■ TASK TO COMPLETE ■
Format the lines below as a numbered list, omitting any blank lines.

■ EXTRACTED INFORMATION ■

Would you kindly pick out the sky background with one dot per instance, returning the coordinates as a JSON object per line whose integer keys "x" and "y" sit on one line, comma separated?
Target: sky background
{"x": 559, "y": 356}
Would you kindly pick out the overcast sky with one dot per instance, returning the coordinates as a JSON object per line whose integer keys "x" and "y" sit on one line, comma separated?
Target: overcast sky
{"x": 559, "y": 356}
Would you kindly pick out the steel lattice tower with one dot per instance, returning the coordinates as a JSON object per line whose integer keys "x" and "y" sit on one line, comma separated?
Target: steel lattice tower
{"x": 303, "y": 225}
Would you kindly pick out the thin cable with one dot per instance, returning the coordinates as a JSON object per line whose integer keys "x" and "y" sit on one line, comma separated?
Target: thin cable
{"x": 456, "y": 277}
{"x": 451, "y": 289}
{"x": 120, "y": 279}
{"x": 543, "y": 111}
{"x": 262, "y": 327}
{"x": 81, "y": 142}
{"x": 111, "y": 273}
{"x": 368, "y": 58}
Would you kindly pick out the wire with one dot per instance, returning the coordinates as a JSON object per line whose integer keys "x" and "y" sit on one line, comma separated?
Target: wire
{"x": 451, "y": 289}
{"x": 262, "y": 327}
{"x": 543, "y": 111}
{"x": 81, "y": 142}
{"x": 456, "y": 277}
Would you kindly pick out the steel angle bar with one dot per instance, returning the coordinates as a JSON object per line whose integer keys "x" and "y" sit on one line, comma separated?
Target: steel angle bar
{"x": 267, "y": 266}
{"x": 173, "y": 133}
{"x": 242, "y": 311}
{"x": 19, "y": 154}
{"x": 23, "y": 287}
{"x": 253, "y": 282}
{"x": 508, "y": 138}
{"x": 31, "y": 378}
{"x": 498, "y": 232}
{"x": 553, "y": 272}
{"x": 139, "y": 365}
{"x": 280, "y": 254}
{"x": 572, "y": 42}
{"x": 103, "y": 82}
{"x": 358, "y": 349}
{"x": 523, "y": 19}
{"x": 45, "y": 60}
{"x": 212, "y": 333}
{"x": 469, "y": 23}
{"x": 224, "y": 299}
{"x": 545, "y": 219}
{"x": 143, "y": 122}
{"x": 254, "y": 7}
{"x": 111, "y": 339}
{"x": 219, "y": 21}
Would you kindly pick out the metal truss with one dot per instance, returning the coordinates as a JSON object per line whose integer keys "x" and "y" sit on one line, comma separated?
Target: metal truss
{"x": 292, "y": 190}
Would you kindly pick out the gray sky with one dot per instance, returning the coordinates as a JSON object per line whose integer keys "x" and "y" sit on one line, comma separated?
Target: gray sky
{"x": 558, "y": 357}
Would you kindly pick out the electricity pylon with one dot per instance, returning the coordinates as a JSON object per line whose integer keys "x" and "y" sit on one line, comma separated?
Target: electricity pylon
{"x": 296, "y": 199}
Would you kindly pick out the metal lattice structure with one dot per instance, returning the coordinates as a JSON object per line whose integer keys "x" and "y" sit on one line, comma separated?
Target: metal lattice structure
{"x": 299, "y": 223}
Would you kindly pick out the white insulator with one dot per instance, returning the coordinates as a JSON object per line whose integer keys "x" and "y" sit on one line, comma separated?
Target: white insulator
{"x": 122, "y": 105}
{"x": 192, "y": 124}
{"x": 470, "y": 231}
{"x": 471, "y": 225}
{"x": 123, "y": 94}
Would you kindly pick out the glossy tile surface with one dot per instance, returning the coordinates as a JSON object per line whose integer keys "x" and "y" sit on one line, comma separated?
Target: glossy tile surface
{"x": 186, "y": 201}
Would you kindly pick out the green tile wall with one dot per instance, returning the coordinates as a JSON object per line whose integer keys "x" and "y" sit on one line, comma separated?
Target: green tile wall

■ RESPONSE TO THIS TASK ■
1. Would you kindly pick out the sky background with one dot per instance, returning the coordinates as a JSON object per line whose integer keys "x" and "y" sit on one line, comma separated?
2. Target: sky background
3. {"x": 559, "y": 356}
4. Would you kindly pick out the overcast sky with one dot per instance, returning the coordinates as a JSON object per line whose integer keys "x" and "y" sit on one line, comma separated?
5. Target: overcast sky
6. {"x": 559, "y": 356}
7. Would you kindly pick out the steel lattice tower with one dot per instance, returning the coordinates as a JSON object per line whose integer keys "x" and "y" sit on one line, comma separated?
8. Target: steel lattice tower
9. {"x": 303, "y": 225}
10. Would you kindly pick out the thin cable with one dot per instance, returning the coordinates as a JSON object per line whose integer keys "x" and "y" sit on one line, comma separated?
11. Target: thin cable
12. {"x": 456, "y": 277}
13. {"x": 451, "y": 289}
14. {"x": 120, "y": 279}
15. {"x": 543, "y": 111}
16. {"x": 262, "y": 327}
17. {"x": 81, "y": 142}
18. {"x": 111, "y": 273}
19. {"x": 368, "y": 58}
20. Would you kindly pick out the wire with one dot per instance, returning the coordinates as a JSON object per line whose integer keys "x" and "y" sit on one line, comma separated?
21. Target: wire
22. {"x": 451, "y": 289}
23. {"x": 262, "y": 327}
24. {"x": 543, "y": 111}
25. {"x": 81, "y": 142}
26. {"x": 456, "y": 277}
27. Would you kindly pick out the steel angle bar with one dot per instance, returning the coordinates as a JSON object per line whose integer keys "x" and "y" sit on one line, comma separated?
28. Target: steel angle bar
29. {"x": 267, "y": 266}
30. {"x": 173, "y": 133}
31. {"x": 242, "y": 311}
32. {"x": 19, "y": 154}
33. {"x": 23, "y": 287}
34. {"x": 253, "y": 282}
35. {"x": 508, "y": 138}
36. {"x": 31, "y": 378}
37. {"x": 498, "y": 232}
38. {"x": 553, "y": 272}
39. {"x": 139, "y": 365}
40. {"x": 280, "y": 254}
41. {"x": 572, "y": 42}
42. {"x": 103, "y": 82}
43. {"x": 358, "y": 349}
44. {"x": 523, "y": 19}
45. {"x": 45, "y": 60}
46. {"x": 212, "y": 333}
47. {"x": 469, "y": 23}
48. {"x": 224, "y": 299}
49. {"x": 545, "y": 219}
50. {"x": 143, "y": 122}
51. {"x": 254, "y": 7}
52. {"x": 111, "y": 339}
53. {"x": 219, "y": 21}
54. Would you kindly pick out the metal truss with one dot per instance, returning the coordinates as a JSON object per line whose integer keys "x" and "y" sit on one line, comma separated?
55. Target: metal truss
56. {"x": 292, "y": 190}
57. Would you kindly pick out the gray sky with one dot per instance, returning the coordinates as a JSON object per line whose integer keys "x" and "y" sit on one line, comma separated?
58. Target: gray sky
59. {"x": 558, "y": 357}
60. Would you kindly pick out the electricity pylon with one dot per instance, returning the coordinates as a JSON object per line whose integer keys "x" and "y" sit on one line, comma separated?
61. Target: electricity pylon
62. {"x": 296, "y": 199}
63. Would you kindly pick out the metal lattice structure with one dot per instance, returning the coordinates as a JSON object per line whose integer keys "x" and "y" sit on one line, comma separated?
64. Target: metal lattice structure
65. {"x": 299, "y": 223}
66. Would you kindly pick out the white insulator with one dot per instance, returning the coordinates as a JSON object per line whose integer keys "x" and "y" sit on one line, comma separated?
67. Target: white insulator
68. {"x": 122, "y": 105}
69. {"x": 192, "y": 124}
70. {"x": 470, "y": 231}
71. {"x": 471, "y": 225}
72. {"x": 123, "y": 94}
73. Would you kindly pick out the glossy tile surface with one dot per instance, returning the coordinates as a JSON object per line whose integer keys "x" and "y" sit on one line, comma separated?
74. Target: glossy tile surface
75. {"x": 186, "y": 201}
76. Would you kindly pick out the green tile wall with one dot per instance, returning the coordinates as a JSON object per line whose integer keys "x" and "y" sit on one line, comma separated?
77. Target: green tile wall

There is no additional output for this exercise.